* The problem
Resume the essay on reorganizing Northern Virginia soccer leagues, writing on from its final sentence.

* Source
§ §
Re-organizing Northern Virginia leagues

First, a quick announcement — because I’m writing for Soccer America now and have a book in the works, I won’t have many posts and podcasts over the winter.

But I wanted to take care of something I’ve been trying to do for a while, and it’s a case study of what can be done with a dose of sanity.

The basic idea: There’s no need for artificial divisions between levels of play, and kids/teams should be able to find their levels on their own.

Another basic idea: Quit traveling MORE to play LESS competitive games.

Which leads to this: Like most countries, we’re going to put league play under one umbrella.

You can do club-vs.-club league play IF all or most of your teams are in the same tier as your opponent. No more dragging your U13s 150 miles to lose 8-0.

And this reorganization doesn’t affect tournaments at all. If you have some exclusive league, you can reset it as a couple of tournaments/showcases. (The one caveat: Can we please have ONE State Cup? If you don’t want to enter it, and you want to have a special tournament of your own, fine, but don’t call it a “State Cup.”)

You might think this is just some OCD thing or the narcissism of a lone youth coach who’s sick of seeing lopsided soccer games in which one team has a bunch of kids who are near-elite level and the other has kids who simply can’t keep up physically. But let’s look at a larger issue from that Atlantic article everyone has been reading (“American Meritocracy Is Killing Youth Sports“):

Expensive travel leagues siphon off talented young athletes from well-off families, leaving behind desiccated local leagues with fewer players, fewer involved parents, and fewer resources.

Here’s the cycle I see here:

  1. Big clubs hold cattle-call tryouts at U9, usually taking the more athletic players. (I’m constantly amazed by the coaching gurus who think they can cast players aside at age 8 or 9 when they’re in their growth-spurt clumsiness. It’s almost as if they haven’t spent any time with children other than their selected few. Sure, you can spot someone who’s light years ahead of the rest in terms of understanding the game, but sifting through the other 99.9% is a fool’s errand.)
§ §
* Records shown

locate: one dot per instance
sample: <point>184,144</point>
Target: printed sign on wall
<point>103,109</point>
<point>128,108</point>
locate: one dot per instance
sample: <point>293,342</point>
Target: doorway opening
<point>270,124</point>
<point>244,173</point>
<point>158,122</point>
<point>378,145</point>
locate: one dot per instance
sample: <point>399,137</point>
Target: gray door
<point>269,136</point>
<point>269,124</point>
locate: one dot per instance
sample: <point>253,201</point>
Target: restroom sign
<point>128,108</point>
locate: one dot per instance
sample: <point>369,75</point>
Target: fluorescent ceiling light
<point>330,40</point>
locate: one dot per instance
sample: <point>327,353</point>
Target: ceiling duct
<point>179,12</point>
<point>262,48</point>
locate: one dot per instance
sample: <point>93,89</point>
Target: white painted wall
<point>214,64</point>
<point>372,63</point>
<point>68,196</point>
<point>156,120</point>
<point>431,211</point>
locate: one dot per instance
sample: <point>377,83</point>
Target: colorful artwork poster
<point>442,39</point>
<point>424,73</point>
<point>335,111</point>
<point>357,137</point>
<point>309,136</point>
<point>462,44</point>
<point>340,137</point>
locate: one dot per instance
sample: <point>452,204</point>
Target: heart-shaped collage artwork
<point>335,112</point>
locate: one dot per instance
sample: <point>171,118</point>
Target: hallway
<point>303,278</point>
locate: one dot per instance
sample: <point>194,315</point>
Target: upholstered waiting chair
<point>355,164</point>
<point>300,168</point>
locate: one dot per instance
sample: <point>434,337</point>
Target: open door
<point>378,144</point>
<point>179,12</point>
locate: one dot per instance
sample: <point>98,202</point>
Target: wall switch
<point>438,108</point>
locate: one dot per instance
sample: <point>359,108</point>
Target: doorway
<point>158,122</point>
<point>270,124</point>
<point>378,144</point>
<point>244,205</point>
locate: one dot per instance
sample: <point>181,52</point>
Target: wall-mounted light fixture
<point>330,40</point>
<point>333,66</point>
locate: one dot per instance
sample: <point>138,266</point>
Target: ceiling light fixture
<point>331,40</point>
§ §
* Reply to the task
  2. The players who don’t make it are often discouraged and sometimes quit.
  3. The players who do make it aren’t necessarily those who are really devoted to soccer. They burn out, and they quit, and then the travel teams are left scrambling to grab kids from what’s left of the rec league.
  4. Some players may really like soccer, but when they hit middle school and high school, they have other interests that keep them from making the year-round commitment to travel (related issue: year-round commitments to mid- and lower-level travel teams are ridiculous), so they drop back into those “desiccated local leagues.”
  5. The clubs all band together to form a larger “rec” league that’s basically “travel lite.”

A few years ago, I suggested a way to bring players through the U-Little ranks up through Under-10 soccer, inspired by my local Little League baseball program that brings everyone to the “Majors” at their own pace. Basically, if you’re advanced, you play up. You can also arrange scrimmages with other clubs — putting your top players against theirs, your second-best against their second-best, etc. — and make those distinctions fluid. You don’t need “full-time” travel. You need your advanced players to be challenged, and you need your less advanced players to have the same access to good coaching because they might be great players when they grow into their bodies.

Move up to the older ranks: Middle school has a way of reshaping children’s priorities. If they’re truly elite soccer players and want to pursue it, they’ll be in an ECNL Academy program. (Yeah, we’re merging those two — we’ll get to it.) If they’re pretty good “travel” players but also good basketball players, tuba players, drummers or Eagle Scouts-to-be, they might want to drop their commitment level.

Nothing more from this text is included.